** Begin Reading text **

505 on feeds that work fine in other RSS services

I have several feeds, all from the same website, that give a 505 error, like this one:

https://www.trouw.nl/achterpagina/rss.xml

It works fine in BazQux and Feedbin.

There are more with problems:

https://www.volkskrant.nl/voorpagina/rss.xml
https://www.ed.nl/psv/rss.xml

These also work fine in other RSS services.

What’s strange to me is that the feed loads fine on my local dev instance. I believe they might be using some CloudFlare like product that automatically slows clients that ping too often. Try reaching out to them and see if they could let NewsBlur crawl its RSS feeds.

I’ve tested in BazQuz, Feedbin, The Old Reader, Feedly and InnoReader. All of them have no problem at all with these feeds. Only NewsBlur.

I can ask the publishers, but unfortunately there’s almost 0% chance that they will do any effort, because they will say that it works fine.

Are you sure it isn’t a problem at your side?

Yep I’m sure because the problem isn’t on NewsBlur’s side either as my local dev works fine. The publisher is purposefully dropping newsblur requests.

Shouldn’t you get a different error then, instead of " 505 HTTP Version Not Supported"?

FYI:
I got an answer from the webmaster of trouw.nl saying that they don’t block traffic from newsblur.com and that, according to him, the RSS feed is loading fine.

** End Reading text **

What to work on>
**A)** In the thread about the 505 error, what did the webmaster of trouw.nl say?
**B)** In the 505 error thread, rewrite the paragraph beginning "What's strange to me" as a short list that keeps its main facts.
**C)** From the 505 error thread, quote the part that opens with the words containing "https://www.trouw.nl/achterpagina/rss.xml" and closes with "feeds. Only NewsBlur.".
The listing is not needed here.

** Begin Source data **

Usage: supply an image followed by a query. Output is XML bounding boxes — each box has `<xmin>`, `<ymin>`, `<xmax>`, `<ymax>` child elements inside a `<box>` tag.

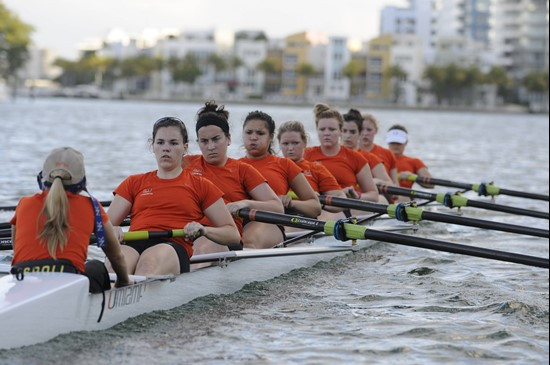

** End Source data **

Solution list>
**A)** He said they don't block traffic from newsblur.com and that, according to him, the RSS feed is loading fine.

**B)**
- The feed loads fine on a local dev instance.
- The publisher may be using a CloudFlare-like product that automatically slows clients that ping too often.
- The suggestion is to contact the publisher and ask them to let NewsBlur crawl its RSS feeds.

**C)**
https://www.trouw.nl/achterpagina/rss.xml

It works fine in BazQux and Feedbin.

There are more with problems:

https://www.volkskrant.nl/voorpagina/rss.xml
https://www.ed.nl/psv/rss.xml

These also work fine in other RSS services.

What’s strange to me is that the feed loads fine on my local dev instance. I believe they might be using some CloudFlare like product that automatically slows clients that ping too often. Try reaching out to them and see if they could let NewsBlur crawl its RSS feeds.

I’ve tested in BazQuz, Feedbin, The Old Reader, Feedly and InnoReader. All of them have no problem at all with these feeds. Only NewsBlur.